GOAL OF THE EXERCISE: All of the entries need to be printed again exactly; pictures are the only thing to omit.

Referring expression pointing data:
******
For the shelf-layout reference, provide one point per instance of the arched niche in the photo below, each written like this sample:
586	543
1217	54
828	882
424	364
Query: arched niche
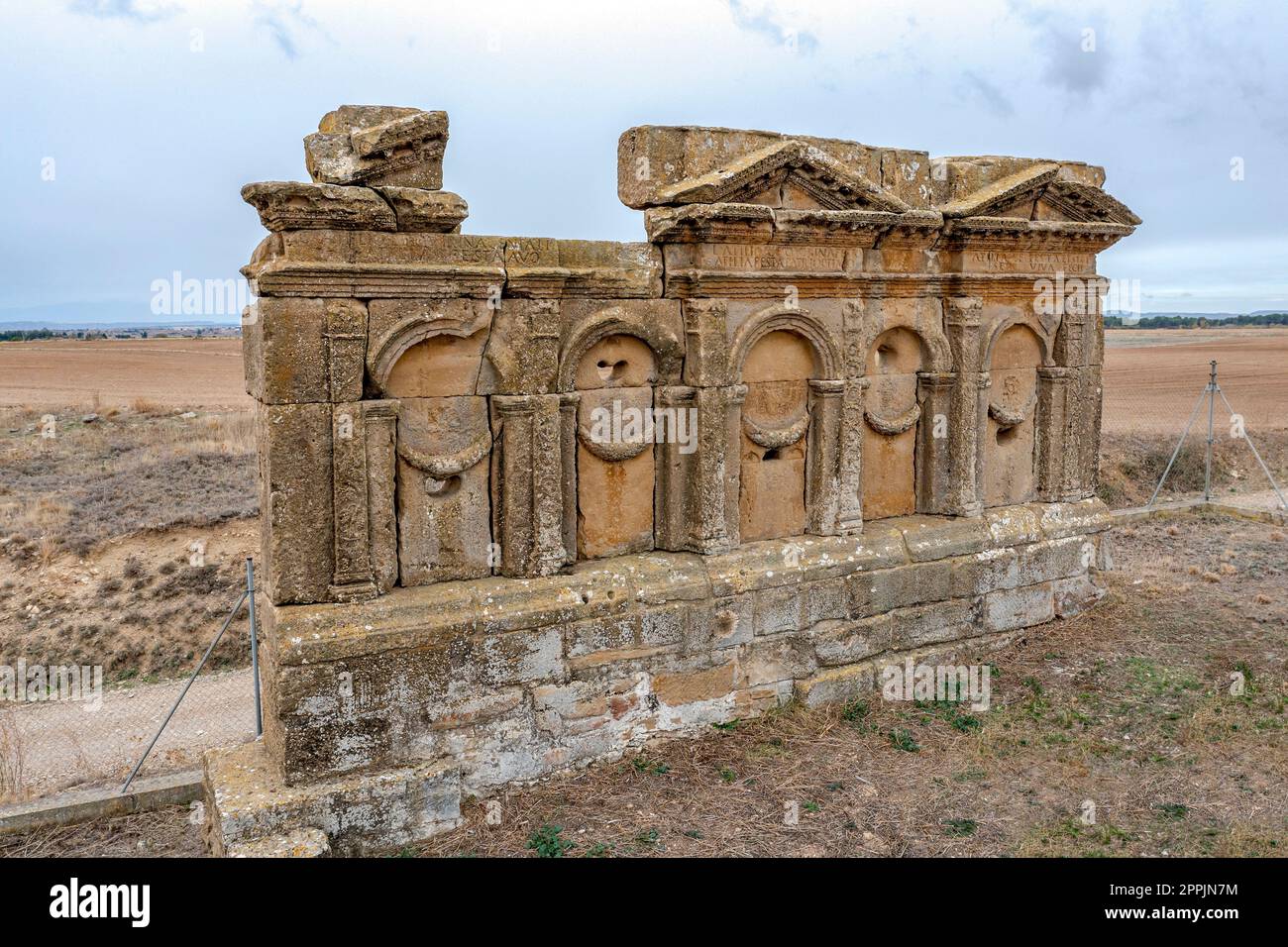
******
OUTPUT:
For the shelf-layout reference, provide one point per instance of the arched niche in the photo below, each written like this sample:
586	543
1217	54
828	882
424	364
Query: arched niche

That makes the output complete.